-- START OF LISTED ENTRIES --

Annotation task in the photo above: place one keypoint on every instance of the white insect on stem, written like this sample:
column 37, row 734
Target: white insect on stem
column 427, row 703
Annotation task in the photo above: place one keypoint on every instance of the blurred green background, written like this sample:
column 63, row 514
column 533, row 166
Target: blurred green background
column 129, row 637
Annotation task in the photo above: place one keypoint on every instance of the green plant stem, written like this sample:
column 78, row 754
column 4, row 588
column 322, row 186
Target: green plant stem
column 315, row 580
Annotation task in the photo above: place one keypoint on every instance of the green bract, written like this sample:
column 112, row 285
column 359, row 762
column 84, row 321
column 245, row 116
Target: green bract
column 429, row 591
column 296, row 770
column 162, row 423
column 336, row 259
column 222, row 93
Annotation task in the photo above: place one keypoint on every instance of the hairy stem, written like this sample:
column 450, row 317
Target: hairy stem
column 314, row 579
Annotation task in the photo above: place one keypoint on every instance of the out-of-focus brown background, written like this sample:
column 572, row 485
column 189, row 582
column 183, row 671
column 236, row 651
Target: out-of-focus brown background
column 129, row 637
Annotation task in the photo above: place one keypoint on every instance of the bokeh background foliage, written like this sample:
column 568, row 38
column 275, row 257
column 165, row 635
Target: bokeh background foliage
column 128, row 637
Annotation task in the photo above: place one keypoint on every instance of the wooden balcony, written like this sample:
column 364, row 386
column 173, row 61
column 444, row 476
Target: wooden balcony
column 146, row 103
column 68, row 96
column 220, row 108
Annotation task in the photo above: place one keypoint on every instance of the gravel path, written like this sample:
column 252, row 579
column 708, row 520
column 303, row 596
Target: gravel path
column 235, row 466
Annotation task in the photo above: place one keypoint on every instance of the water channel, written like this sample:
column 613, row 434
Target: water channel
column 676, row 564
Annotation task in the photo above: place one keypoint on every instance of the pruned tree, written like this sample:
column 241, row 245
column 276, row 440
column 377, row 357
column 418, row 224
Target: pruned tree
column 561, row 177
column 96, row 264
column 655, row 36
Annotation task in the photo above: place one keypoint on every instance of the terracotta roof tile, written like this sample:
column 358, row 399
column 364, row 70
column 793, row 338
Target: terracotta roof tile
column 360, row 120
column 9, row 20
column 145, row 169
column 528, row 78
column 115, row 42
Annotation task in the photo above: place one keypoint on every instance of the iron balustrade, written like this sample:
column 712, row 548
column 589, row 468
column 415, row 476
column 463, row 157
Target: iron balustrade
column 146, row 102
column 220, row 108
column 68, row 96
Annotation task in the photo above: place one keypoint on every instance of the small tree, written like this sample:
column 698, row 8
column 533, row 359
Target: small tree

-- END OF LISTED ENTRIES --

### EXERCISE DIRECTIONS
Rewrite the data above, swapping every occurrence of "keypoint" for "marker" and leaving everything else untouched.

### RESULT OF THIS EXERCISE
Annotation task in the photo above: place one marker on every instance of the white insect on stem, written like this sample:
column 37, row 734
Target: white insect on stem
column 427, row 703
Annotation task in the photo above: place one marker on every instance of the blurred green background, written like this sample:
column 63, row 514
column 533, row 166
Target: blurred green background
column 129, row 637
Annotation task in the photo above: place one marker on every instance of the green plant stem, written like this sample:
column 78, row 754
column 4, row 588
column 322, row 186
Target: green plant stem
column 315, row 580
Annotation task in the photo above: place one marker on every instance of the green bract, written like this sample:
column 112, row 285
column 359, row 762
column 84, row 321
column 245, row 116
Target: green bract
column 429, row 591
column 296, row 770
column 162, row 423
column 336, row 259
column 222, row 93
Annotation task in the photo above: place one marker on every instance of the hairy stem, written like this sample:
column 450, row 317
Target: hairy stem
column 314, row 579
Annotation task in the photo above: place one marker on every instance of the out-of-focus brown background, written like this sample:
column 572, row 485
column 189, row 582
column 183, row 671
column 236, row 651
Target: out-of-focus brown background
column 129, row 637
Annotation task in the photo above: place one marker on every instance of the bokeh background foliage, written like this sample:
column 568, row 38
column 275, row 257
column 165, row 635
Target: bokeh background foliage
column 128, row 637
Annotation task in the photo above: place one marker on every instance of the wooden balcony, written like this sample:
column 364, row 386
column 173, row 61
column 444, row 476
Target: wooden balcony
column 146, row 103
column 68, row 96
column 220, row 108
Annotation task in the photo above: place one marker on every instance of the gravel path, written like this sample:
column 252, row 579
column 708, row 520
column 303, row 596
Target: gravel path
column 235, row 466
Annotation task in the photo above: place one marker on every instance of the water channel, written like this sample:
column 613, row 434
Target: water channel
column 676, row 564
Annotation task in the photo above: place one marker on every instance of the pruned tree, written like this sample:
column 241, row 245
column 276, row 440
column 377, row 357
column 418, row 224
Target: pruned tree
column 561, row 177
column 96, row 264
column 655, row 36
Annotation task in the photo above: place one marker on every instance of the terracotta roof tile, written like this sample:
column 358, row 399
column 364, row 70
column 793, row 338
Target: terracotta roof tile
column 360, row 120
column 9, row 20
column 145, row 169
column 528, row 78
column 115, row 42
Annotation task in the photo above: place one marker on every instance of the iron balustrade, written like this sample:
column 712, row 548
column 589, row 468
column 415, row 476
column 463, row 157
Target: iron balustrade
column 146, row 102
column 220, row 108
column 68, row 96
Annotation task in the photo above: place one marker on every instance of the small tree, written like this sample:
column 698, row 8
column 533, row 359
Target: small tree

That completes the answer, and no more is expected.